§ **Source passage**

------------

- Born: 23 June 1947 Lugano, Switzerland
- Died: 2 January 2026 (aged 78) Cambridge, Massachusetts, U.S.
- Education: University of Fribourg
- Occupation: Damarete Curator of Ancient Coins
- Employer: Harvard Art Museums
- Organization: International Numismatic Council
- Known for: Classical numismatist and archaeologist

= Carmen Arnold Biucchi =

Swiss numismatist (1947–2026)

Carmen Francesca Ernesta Arnold-Biucchi (23 June 1947 – 2 January 2026) was a Swiss classical numismatist and archaeologist. She was an expert on the coinages of Greek Sicily and Hellenistic numismatics.

Arnold-Biucchi worked at the American Numismatic Society from 1982 to 2002, before becoming the Damarete curator of ancient coins at the Harvard Art Museums in 2002. She retired in 2019.

==Early life and education==
Born in Lugano, Switzerland on 23 June 1947, she studied classical archaeology and ancient history at the University of Fribourg, Switzerland, receiving her Magister in 1971. She completed her dissertation on Cypriot terracottas in 1976.

------------

§ **What the task asks**
According to the biography of Carmen Arnold-Biucchi, what was the subject of her dissertation?

§ **Information supplied**
------------

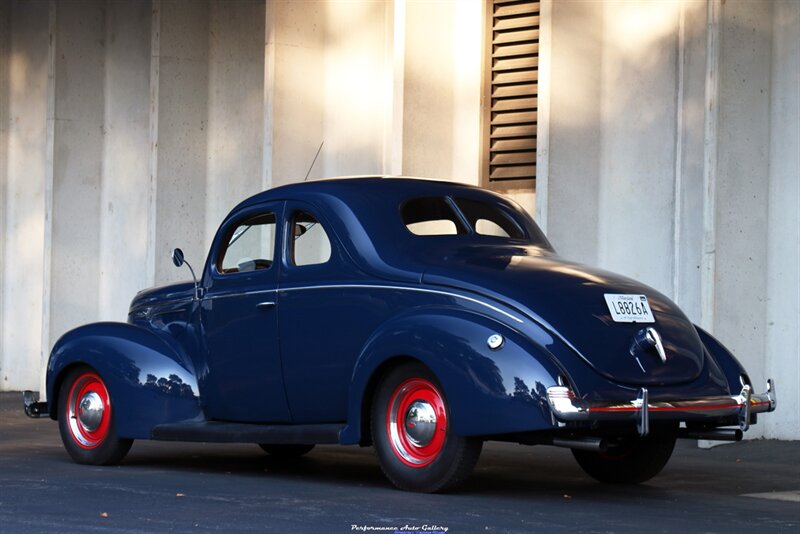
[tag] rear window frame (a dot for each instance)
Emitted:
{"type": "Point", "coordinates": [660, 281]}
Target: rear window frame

------------

§ **Task answer**
Her dissertation was on Cypriot terracottas.